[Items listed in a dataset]
=== Begin Enclosure ===

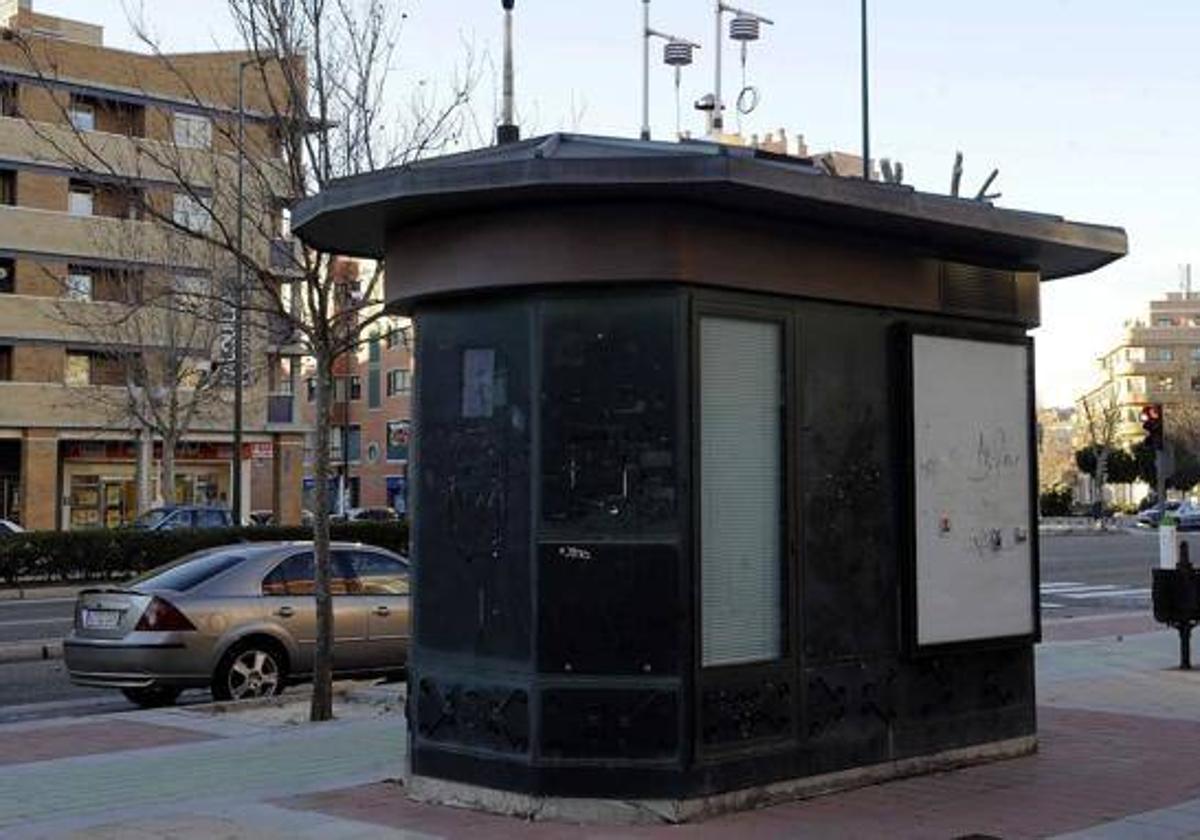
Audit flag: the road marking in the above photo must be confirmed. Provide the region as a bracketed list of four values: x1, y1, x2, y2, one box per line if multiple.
[1040, 585, 1118, 595]
[0, 617, 71, 628]
[1061, 588, 1152, 600]
[1040, 582, 1085, 590]
[1042, 603, 1066, 609]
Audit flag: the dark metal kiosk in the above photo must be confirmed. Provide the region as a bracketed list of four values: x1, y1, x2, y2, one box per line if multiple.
[293, 134, 1126, 820]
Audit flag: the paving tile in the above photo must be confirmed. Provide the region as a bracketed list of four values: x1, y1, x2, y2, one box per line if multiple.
[0, 719, 217, 767]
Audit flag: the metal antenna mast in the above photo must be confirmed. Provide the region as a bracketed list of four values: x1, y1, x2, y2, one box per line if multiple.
[641, 0, 699, 141]
[497, 0, 520, 144]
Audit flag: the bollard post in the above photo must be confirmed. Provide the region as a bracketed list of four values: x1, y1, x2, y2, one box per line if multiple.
[1178, 545, 1194, 670]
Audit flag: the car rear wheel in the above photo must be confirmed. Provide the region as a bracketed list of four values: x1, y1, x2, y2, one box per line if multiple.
[121, 686, 182, 708]
[212, 641, 286, 702]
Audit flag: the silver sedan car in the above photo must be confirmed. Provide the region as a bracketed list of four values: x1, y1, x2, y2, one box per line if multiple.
[64, 541, 410, 707]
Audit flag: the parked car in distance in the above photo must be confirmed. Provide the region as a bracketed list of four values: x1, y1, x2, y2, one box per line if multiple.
[1137, 500, 1182, 528]
[63, 541, 410, 707]
[248, 510, 275, 527]
[131, 506, 233, 531]
[0, 519, 24, 535]
[1175, 502, 1200, 531]
[347, 507, 400, 523]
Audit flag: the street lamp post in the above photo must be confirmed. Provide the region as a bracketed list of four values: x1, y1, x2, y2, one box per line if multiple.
[861, 0, 870, 180]
[231, 57, 257, 526]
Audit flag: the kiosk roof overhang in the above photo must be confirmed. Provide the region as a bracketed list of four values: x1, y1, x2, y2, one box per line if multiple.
[293, 133, 1127, 280]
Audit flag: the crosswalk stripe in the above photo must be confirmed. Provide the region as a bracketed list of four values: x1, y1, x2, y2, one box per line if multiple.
[1060, 588, 1151, 600]
[1040, 582, 1085, 590]
[1040, 585, 1117, 595]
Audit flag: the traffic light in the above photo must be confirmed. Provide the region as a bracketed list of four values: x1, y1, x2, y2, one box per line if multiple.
[1141, 403, 1164, 451]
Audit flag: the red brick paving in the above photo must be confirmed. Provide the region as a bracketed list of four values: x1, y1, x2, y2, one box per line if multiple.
[283, 706, 1200, 839]
[0, 720, 217, 767]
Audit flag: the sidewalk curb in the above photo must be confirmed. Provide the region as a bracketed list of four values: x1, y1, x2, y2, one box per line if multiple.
[0, 639, 63, 664]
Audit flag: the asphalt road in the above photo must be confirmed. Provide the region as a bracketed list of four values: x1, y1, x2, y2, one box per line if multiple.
[0, 530, 1165, 722]
[0, 597, 75, 643]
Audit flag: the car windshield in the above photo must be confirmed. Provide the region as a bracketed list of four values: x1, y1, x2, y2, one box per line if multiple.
[128, 549, 246, 592]
[133, 509, 173, 530]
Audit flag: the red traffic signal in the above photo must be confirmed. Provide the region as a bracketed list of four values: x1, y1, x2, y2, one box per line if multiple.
[1141, 403, 1164, 451]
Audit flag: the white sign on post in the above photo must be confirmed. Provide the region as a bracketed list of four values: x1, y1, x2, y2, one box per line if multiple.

=== End Enclosure ===

**Goal of the exercise:** Nothing but the lines from the one with "Audit flag: the asphalt" through the last line of the records above should be retyped, and those word for word.

**Written answer:**
Audit flag: the asphalt road in the above photo must be confirmed. Provide the region as a bracketed list of four values: x1, y1, x2, y2, one box per line if multiple.
[0, 530, 1165, 722]
[0, 597, 75, 643]
Audit flag: the car windshield in the above photo must be confirmed. Provide the region as a bracketed list of four values: x1, y1, x2, y2, one box per line if multiple.
[128, 549, 246, 592]
[133, 509, 173, 530]
Audit flag: the red traffic signal in the above photo must be confirmed. Provide the region as a bracketed list of four values: x1, y1, x2, y2, one box per line if multiple.
[1141, 403, 1164, 451]
Audit flag: the white sign on post in the above photo must be confirmed. Provide the region as a bracketed list of four values: x1, y1, x2, y2, one box per line if multiple.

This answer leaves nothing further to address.